Aim of the exercise:
In the listing below, rename "Reviewer note" to "Annotator note" in everything from the line containing "Reviewer note: confirm that each instance of the unopened" down to the line containing "[(144, 382)]". Return only those lines, with nothing else changed.

Data records:
╔══

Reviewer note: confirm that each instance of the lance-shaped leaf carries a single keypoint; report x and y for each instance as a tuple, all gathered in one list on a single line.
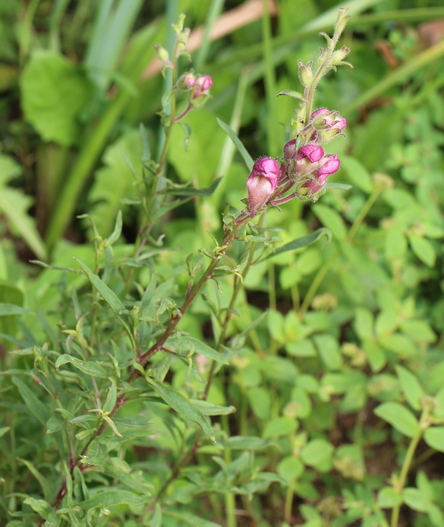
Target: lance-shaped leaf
[(299, 243), (237, 143), (182, 406)]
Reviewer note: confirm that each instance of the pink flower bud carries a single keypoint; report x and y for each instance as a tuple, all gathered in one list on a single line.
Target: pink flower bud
[(312, 152), (328, 165), (261, 183), (203, 84)]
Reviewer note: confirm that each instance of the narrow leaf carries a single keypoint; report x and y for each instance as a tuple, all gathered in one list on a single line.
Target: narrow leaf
[(35, 406), (109, 296), (237, 143), (299, 243), (12, 309), (191, 191), (108, 498), (177, 402), (90, 368)]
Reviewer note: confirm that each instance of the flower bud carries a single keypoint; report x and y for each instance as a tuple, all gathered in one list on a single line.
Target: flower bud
[(261, 183), (161, 53), (305, 73), (327, 166), (340, 54)]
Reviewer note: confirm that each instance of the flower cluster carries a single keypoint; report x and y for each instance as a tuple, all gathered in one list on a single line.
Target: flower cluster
[(304, 169)]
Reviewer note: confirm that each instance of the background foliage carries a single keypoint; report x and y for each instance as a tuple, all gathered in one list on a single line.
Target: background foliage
[(325, 403)]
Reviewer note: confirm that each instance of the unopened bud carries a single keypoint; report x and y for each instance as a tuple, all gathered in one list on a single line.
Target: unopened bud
[(161, 53), (305, 73), (340, 54), (261, 183)]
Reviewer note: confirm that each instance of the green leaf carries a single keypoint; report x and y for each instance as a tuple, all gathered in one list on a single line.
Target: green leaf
[(280, 426), (388, 498), (318, 454), (190, 191), (410, 386), (108, 498), (207, 408), (14, 205), (182, 406), (331, 219), (260, 402), (54, 92), (416, 499), (299, 243), (90, 368), (109, 296), (238, 144), (434, 437), (399, 417), (41, 507), (423, 249), (200, 347), (290, 468), (328, 349), (12, 309), (35, 406), (291, 93), (357, 173), (111, 397)]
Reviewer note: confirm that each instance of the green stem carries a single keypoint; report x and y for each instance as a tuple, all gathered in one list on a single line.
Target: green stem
[(228, 238), (363, 213), (404, 472)]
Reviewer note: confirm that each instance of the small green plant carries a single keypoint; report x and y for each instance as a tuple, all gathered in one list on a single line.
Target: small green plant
[(144, 382)]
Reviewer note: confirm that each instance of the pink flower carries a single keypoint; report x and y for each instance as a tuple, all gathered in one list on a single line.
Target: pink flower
[(327, 124), (261, 183), (328, 165), (203, 84)]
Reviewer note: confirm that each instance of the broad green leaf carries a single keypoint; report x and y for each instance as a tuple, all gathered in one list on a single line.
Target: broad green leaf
[(328, 349), (14, 205), (248, 443), (35, 406), (237, 143), (54, 92), (290, 468), (108, 498), (302, 401), (332, 220), (182, 406), (423, 249), (207, 408), (318, 454), (109, 296), (410, 386), (416, 499), (299, 243), (12, 309), (90, 368), (399, 417), (388, 498), (280, 426), (434, 437)]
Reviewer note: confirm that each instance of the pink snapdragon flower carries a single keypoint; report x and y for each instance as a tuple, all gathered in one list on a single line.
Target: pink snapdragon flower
[(327, 123), (261, 183), (200, 83), (328, 165)]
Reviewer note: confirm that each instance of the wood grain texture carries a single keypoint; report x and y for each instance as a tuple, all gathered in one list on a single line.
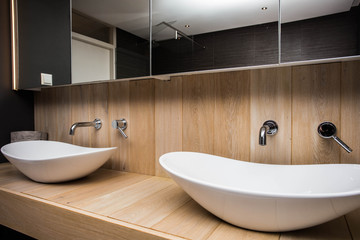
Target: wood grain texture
[(80, 112), (226, 231), (168, 119), (270, 100), (353, 221), (142, 127), (133, 202), (232, 115), (109, 203), (335, 229), (198, 113), (316, 99), (119, 107), (55, 221), (190, 221), (152, 209), (39, 117), (99, 109), (63, 114), (217, 113), (350, 110)]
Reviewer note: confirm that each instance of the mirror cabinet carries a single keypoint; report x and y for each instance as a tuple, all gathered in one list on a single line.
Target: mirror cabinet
[(77, 41)]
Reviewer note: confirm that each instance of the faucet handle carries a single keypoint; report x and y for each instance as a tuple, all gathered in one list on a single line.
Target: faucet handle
[(121, 125)]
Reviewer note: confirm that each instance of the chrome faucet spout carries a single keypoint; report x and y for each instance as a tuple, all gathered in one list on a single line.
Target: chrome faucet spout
[(262, 136), (96, 124), (268, 128)]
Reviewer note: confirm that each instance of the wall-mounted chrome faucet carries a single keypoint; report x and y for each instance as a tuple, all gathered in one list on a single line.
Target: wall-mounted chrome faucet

╚══

Answer to this task:
Annotator note: confirm that each instance of the unopened bud carries a single keypoint; report x and y for each instance as a tuple, all gathered in one list on a single line.
Target: unopened bud
[(161, 53), (305, 73), (340, 54), (261, 183)]
Annotator note: confirm that each instance of the green leaf carries a single keypoint; report x and y for each instance as a tuple, all gathered in one list on a single line.
Target: green leaf
[(280, 426), (388, 498), (318, 454), (190, 191), (410, 386), (108, 498), (207, 408), (14, 205), (182, 406), (331, 219), (260, 402), (54, 92), (416, 499), (299, 243), (90, 368), (109, 296), (238, 144), (434, 437), (399, 417), (41, 507), (423, 249), (200, 347), (290, 468), (328, 349), (12, 309), (35, 406), (291, 93), (357, 173), (111, 397)]
Annotator note: confirm that each instance of the green stem carries a single keypoint; report x and y for each instance as a tuple, all gathered in one list on a single line.
Target: green stem
[(228, 238), (363, 213), (404, 472)]
Annotator note: confirm that each instance of the small green plant carries a single keypoint; report x and y for each instance as a tuple, all gathered in one list on a single line.
Target: small green plant
[(144, 382)]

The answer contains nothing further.